(Texte du document)
***

Suite à l’article précédent traitant de l’illusion de la médecine causale, j’aimerais aborder aujourd’hui une autre facette de cette approche causale du corps humain.

Étant donné que la recherche d’une cause est compliquée, voire impossible, la médecine a pris une autre approche pour identifier la cause: la variation par rapport à la normale, c’est à dire par rapport à la moyenne sur une population donnée ou tout autre critère définissant la normalité.

Prenons un exemple simple: votre tension artérielle est plus basse que la moyenne. D’après un document regroupant des données statistiques, si votre tension est trop basse par rapport à ce qui a été défini, même si vous n’en ressentez aucun effet néfaste et que cela est découvert par hasard, vous serez considéré comme anormal et on vous proposera un traitement. Même si cela était un état parfaitement sain pour votre corps, là n’est pas la question car la médecine se base sur des statistiques – même si elle tente depuis quelques années à devenir plus personnalisée (analyse génétique, …).

***

(Enregistrements fournis)
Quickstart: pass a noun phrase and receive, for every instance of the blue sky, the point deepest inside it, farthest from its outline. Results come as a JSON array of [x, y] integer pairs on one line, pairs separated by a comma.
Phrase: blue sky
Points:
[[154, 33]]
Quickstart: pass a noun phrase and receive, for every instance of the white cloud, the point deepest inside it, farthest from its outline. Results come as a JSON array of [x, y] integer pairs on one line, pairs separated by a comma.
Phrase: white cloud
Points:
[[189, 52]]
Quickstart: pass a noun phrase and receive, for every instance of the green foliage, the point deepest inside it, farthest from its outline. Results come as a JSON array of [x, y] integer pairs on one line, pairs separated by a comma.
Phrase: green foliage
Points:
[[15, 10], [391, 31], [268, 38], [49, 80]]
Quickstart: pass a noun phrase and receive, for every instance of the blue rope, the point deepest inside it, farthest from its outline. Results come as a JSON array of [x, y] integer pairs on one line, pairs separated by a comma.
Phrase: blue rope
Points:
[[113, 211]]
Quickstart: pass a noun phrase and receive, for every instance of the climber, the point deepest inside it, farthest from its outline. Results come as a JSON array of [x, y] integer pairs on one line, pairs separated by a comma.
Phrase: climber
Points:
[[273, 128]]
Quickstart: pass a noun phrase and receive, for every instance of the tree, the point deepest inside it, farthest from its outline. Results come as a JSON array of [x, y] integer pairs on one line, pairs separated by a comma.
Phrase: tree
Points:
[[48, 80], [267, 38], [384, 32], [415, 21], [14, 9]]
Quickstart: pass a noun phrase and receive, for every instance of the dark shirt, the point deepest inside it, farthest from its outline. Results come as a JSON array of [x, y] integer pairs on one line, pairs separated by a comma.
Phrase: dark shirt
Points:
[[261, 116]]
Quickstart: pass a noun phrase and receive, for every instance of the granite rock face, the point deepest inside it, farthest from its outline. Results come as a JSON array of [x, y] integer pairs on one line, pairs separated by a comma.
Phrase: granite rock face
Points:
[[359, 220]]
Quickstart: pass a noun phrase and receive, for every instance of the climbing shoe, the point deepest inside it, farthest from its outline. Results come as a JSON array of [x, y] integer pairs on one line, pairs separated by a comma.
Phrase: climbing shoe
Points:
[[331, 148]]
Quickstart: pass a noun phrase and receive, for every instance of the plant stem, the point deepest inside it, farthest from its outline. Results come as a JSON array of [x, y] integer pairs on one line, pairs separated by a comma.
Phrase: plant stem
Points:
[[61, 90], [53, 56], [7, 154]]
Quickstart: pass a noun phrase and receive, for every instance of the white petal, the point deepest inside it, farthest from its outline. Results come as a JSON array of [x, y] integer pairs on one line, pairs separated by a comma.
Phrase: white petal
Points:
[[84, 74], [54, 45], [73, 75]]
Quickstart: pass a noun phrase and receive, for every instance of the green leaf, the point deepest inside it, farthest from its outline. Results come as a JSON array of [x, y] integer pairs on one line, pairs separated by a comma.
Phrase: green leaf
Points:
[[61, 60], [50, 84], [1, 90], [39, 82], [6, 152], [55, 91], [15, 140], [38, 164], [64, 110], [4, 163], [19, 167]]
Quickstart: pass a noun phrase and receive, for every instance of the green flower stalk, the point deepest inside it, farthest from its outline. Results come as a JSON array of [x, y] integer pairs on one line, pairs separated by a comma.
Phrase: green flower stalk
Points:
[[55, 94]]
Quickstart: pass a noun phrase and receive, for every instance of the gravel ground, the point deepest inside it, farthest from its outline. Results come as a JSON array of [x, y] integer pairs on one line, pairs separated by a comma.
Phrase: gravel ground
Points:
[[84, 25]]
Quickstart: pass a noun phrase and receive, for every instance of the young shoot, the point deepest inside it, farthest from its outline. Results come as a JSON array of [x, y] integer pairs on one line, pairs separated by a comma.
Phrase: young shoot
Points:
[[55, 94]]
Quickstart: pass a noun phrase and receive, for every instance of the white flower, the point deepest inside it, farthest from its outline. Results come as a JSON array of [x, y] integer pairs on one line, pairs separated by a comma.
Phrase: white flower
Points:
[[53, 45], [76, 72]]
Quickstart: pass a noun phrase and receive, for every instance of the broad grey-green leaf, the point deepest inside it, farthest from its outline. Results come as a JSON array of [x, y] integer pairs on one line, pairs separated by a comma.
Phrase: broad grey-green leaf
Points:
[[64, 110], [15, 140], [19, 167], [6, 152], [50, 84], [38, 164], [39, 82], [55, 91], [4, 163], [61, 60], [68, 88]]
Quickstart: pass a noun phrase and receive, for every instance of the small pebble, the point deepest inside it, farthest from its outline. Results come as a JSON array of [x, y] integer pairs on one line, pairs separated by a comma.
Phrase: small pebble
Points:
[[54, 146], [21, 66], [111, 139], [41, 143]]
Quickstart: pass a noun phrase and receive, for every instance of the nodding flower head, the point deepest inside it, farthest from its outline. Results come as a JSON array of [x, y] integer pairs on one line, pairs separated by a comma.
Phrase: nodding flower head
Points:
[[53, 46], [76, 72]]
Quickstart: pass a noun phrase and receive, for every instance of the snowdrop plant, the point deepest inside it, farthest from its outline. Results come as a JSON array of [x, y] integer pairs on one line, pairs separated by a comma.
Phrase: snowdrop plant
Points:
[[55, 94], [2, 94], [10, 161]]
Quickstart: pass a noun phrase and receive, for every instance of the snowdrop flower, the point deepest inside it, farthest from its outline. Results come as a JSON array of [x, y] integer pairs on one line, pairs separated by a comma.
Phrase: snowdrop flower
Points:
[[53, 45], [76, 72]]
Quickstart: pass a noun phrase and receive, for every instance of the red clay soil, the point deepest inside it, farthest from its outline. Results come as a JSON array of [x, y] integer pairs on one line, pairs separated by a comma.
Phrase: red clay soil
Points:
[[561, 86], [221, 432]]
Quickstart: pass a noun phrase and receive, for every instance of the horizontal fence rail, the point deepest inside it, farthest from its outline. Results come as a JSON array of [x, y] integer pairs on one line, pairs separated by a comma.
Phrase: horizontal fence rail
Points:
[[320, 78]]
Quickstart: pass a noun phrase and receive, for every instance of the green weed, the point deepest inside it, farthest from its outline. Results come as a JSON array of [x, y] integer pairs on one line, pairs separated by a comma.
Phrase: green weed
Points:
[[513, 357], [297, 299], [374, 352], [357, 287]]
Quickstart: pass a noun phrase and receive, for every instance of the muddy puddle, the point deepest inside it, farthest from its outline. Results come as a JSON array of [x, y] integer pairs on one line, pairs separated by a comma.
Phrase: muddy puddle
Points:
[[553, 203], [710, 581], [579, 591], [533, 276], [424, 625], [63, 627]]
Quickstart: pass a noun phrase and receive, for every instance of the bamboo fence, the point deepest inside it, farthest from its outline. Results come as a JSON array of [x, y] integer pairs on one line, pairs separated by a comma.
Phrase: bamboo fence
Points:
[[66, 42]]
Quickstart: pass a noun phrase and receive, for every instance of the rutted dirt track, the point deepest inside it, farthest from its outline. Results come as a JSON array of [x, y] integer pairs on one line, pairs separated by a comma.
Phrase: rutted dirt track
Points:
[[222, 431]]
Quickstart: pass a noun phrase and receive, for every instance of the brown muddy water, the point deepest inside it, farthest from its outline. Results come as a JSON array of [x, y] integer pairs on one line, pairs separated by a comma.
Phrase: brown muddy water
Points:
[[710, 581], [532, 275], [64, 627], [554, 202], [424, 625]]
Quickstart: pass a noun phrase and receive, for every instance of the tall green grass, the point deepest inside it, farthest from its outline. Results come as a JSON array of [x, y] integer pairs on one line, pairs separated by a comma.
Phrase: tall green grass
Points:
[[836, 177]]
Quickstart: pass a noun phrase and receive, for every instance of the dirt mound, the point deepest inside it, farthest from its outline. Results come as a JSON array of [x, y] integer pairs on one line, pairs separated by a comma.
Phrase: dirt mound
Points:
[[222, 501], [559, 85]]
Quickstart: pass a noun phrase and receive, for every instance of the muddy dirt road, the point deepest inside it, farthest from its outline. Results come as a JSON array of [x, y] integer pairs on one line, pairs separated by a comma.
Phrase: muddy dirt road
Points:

***

(Énoncé A)
Répondez aux questions suivantes d'après le texte sur la médecine causale.
(i) De quoi traitait l'article précédent ?
(ii) Par rapport à quoi la médecine mesure-t-elle la variation pour identifier la cause ?
(iii) Quel exemple est cité entre parenthèses pour une médecine plus personnalisée ?
(Énoncé B) Reproduisez à l'identique tout le passage du texte sur la médecine causale, depuis « Suite à l’article » jusqu'à « du corps humain. ».
(Énoncé C) Rédigez la suite du texte sur la médecine causale, en reprenant après sa dernière phrase.
Les enregistrements n'ont aucun rapport avec le texte sur la médecine causale.

(Réponse A)
(i) De l'illusion de la médecine causale.
(ii) Par rapport à la normale, c'est-à-dire par rapport à la moyenne sur une population donnée ou tout autre critère définissant la normalité.
(iii) L'analyse génétique.

(Réponse B)
Suite à l’article précédent traitant de l’illusion de la médecine causale, j’aimerais aborder aujourd’hui une autre facette de cette approche causale du corps humain.

(Réponse C)
Cet exemple ne vous semble peut être pas vraiment problématique. Prenons alors un autre exemple, plus parlant et très commun: la hernie discale. Si l’on faisait passer des imageries de la colonne vertébrale à tout le monde, environ 50% des personnes auraient une hernie discale. On ne peut donc pas se baser sur une moyenne pour décider de la normalité. On considère donc que la normalité est « comme dans les livres d’anatomie », c’est à dire sans aucune anomalie décelable.

Maintenant, supposons que vous ayez mal au dos (les raisons pouvant être nombreuses). Et que vous passiez des examens d’imagerie du dos pour tenter de trouver la cause de votre douleur. Si votre douleur se situe à proximité d’une anomalie : hernie discale, déformation d’un os, simple protrusion, becs de perroquet, … alors un raccourci sera fait: votre douleur est dans cette zone, on y voit une anomalie, donc cette anomalie est la cause de votre douleur.

Voyez-vous le problème de cette approche ? En effet, il se peut que vous ayez une anomalie présente depuis très longtemps et qui n’a rien à voir avec la douleur. Mais de par sa présence, elle est identifiée comme cause de la douleur. Si j’ai choisi la hernie discale comme exemple, c’est car cela est pour moi l’exemple le plus parlant d’erreur de diagnostic. Voyez-vous, un observateur attentif peut remarquer ceci:

  • des personnes ayant une toute petite hernie et qui présentent des douleurs atroces;
  • des personnes ayant une énorme hernie discale et qui présentent de légères douleurs;
  • des personnes n’ayant aucune anomalie discale et qui présentent des douleurs de même type que celles qu’on attribue généralement à une hernie discale;
  • des personnes ayant des énormes hernies discales et n’ayant aucune douleur malgré des activités physiques intensives.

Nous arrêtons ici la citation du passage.